- _Exercise description_: Give a verbatim repeat of the lines that run from the line containing "the bicycle rear" to the end of the data below.

- _Data supplied_:

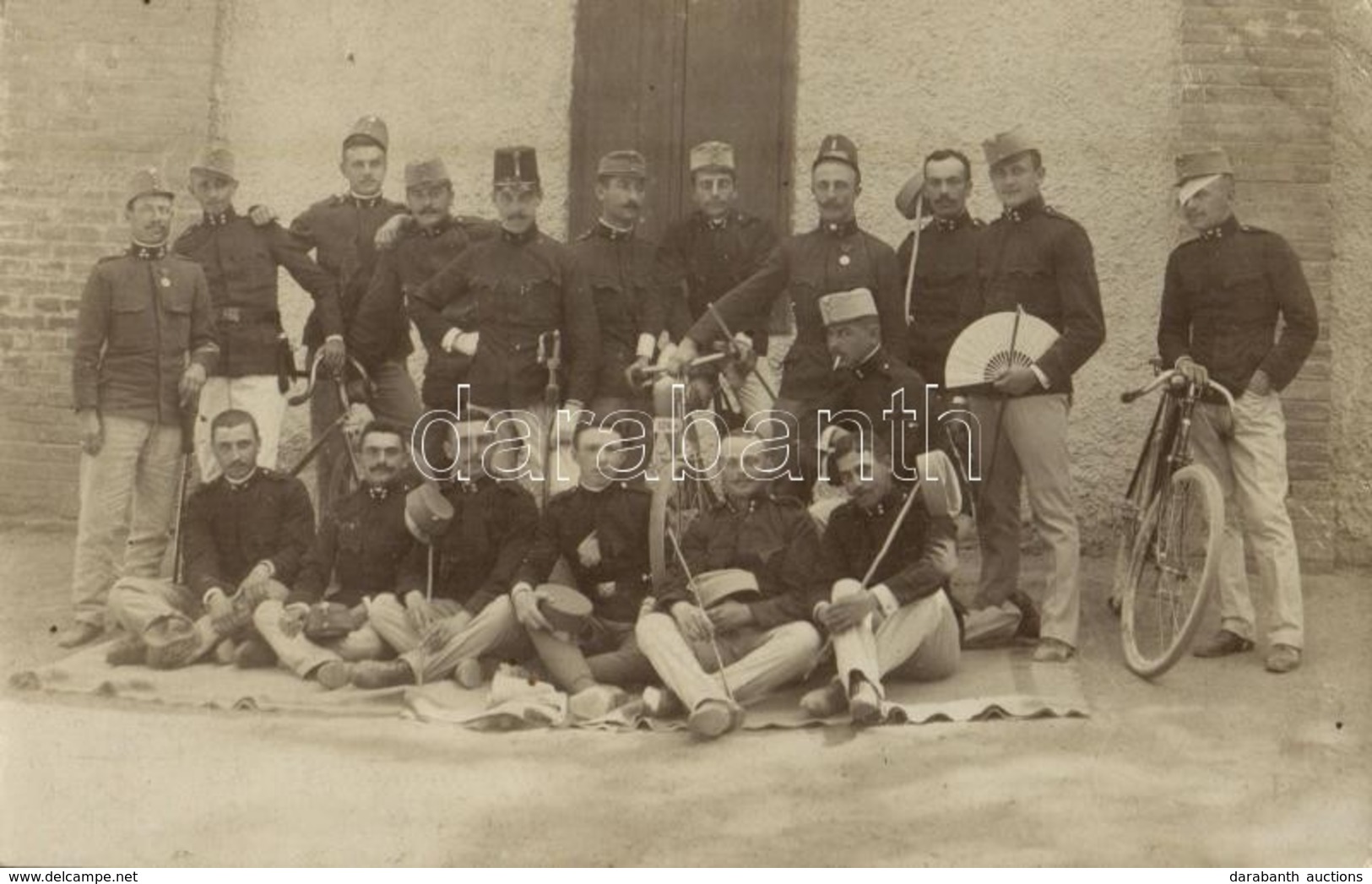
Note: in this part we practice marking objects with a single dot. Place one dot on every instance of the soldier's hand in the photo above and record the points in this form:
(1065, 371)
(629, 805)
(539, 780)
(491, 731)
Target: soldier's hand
(1192, 371)
(730, 616)
(419, 611)
(526, 609)
(693, 622)
(91, 434)
(191, 382)
(261, 216)
(334, 355)
(1017, 381)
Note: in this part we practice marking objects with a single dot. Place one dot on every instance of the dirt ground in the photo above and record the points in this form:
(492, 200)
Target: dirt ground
(1217, 763)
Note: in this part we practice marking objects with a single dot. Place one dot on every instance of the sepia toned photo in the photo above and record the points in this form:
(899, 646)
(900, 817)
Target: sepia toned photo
(686, 432)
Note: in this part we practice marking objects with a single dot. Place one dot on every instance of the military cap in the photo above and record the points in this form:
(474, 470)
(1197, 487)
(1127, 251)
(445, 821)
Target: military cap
(426, 172)
(838, 147)
(1006, 144)
(713, 155)
(427, 513)
(516, 165)
(368, 129)
(621, 165)
(147, 182)
(215, 160)
(844, 306)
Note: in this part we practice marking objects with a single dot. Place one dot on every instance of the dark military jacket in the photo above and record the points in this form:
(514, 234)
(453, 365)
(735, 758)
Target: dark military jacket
(228, 529)
(361, 550)
(772, 537)
(618, 515)
(490, 534)
(512, 289)
(241, 263)
(919, 559)
(626, 285)
(1040, 260)
(946, 282)
(834, 257)
(709, 258)
(1222, 300)
(342, 232)
(142, 313)
(380, 328)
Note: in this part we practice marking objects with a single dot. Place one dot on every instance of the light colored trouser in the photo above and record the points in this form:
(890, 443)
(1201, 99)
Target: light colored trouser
(756, 662)
(1247, 453)
(918, 642)
(135, 469)
(301, 655)
(1033, 445)
(394, 399)
(258, 396)
(493, 632)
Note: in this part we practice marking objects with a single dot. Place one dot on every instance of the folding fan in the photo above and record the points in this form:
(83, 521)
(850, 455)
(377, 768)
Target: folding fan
(994, 344)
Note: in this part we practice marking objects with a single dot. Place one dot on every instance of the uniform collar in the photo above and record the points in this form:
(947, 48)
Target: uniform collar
(838, 230)
(1225, 228)
(220, 219)
(149, 252)
(1025, 210)
(520, 239)
(610, 232)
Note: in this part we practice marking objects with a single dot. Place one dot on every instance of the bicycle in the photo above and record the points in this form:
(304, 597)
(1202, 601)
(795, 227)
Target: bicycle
(1170, 524)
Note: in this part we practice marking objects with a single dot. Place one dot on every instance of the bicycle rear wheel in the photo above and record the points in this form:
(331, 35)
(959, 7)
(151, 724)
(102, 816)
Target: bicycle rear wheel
(1176, 559)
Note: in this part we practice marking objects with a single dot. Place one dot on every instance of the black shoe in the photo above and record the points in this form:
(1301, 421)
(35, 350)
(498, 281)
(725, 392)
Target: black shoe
(1222, 644)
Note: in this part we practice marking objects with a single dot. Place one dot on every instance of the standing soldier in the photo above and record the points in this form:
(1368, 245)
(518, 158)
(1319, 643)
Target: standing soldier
(421, 249)
(1223, 296)
(1033, 258)
(526, 300)
(625, 280)
(342, 232)
(838, 256)
(241, 263)
(144, 348)
(946, 267)
(713, 250)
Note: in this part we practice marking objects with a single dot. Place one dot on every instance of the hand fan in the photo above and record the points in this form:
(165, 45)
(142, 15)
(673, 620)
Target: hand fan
(994, 344)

- _Task output_:
Note: in this part we practice marking objects with a single dot. Place one dot on every instance of the bicycle rear wheel in the photo above and record the points in this form:
(331, 35)
(959, 7)
(151, 724)
(102, 816)
Target: bicycle rear wheel
(1176, 559)
Note: in this part we practice marking objects with a single dot. Place one dot on every instance of the black shoe in the photo above and record the points in this form:
(1301, 421)
(35, 350)
(498, 281)
(725, 392)
Target: black shoe
(1222, 644)
Note: in this part we practice marking objects with a single dot. Place one dot on every instance of the standing soldier in the photo above and record the points in this form:
(1368, 245)
(518, 158)
(1319, 643)
Target: standing soldier
(421, 249)
(1223, 296)
(1033, 258)
(526, 300)
(625, 280)
(342, 232)
(838, 256)
(241, 263)
(144, 348)
(946, 267)
(713, 250)
Note: in this part we practice marking objects with a single dot. Place one dot on every instance of the hand fan in the photo above and record the points in this form:
(165, 45)
(142, 15)
(673, 620)
Target: hand fan
(994, 344)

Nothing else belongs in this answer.